▶ _Your task_
Write out the records again, exactly. Nothing may be dropped.

....

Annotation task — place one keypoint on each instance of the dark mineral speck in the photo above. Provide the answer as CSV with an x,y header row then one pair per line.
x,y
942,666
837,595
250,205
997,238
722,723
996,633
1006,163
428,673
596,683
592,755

....

▶ _Answer to this task_
Annotation task — place one keypoint on each instance of the dark mineral speck in the photo above. Provide the answer as CSV with an x,y header row then one pair per line.
x,y
942,666
837,595
250,205
997,238
722,723
996,633
1006,163
428,673
596,683
592,755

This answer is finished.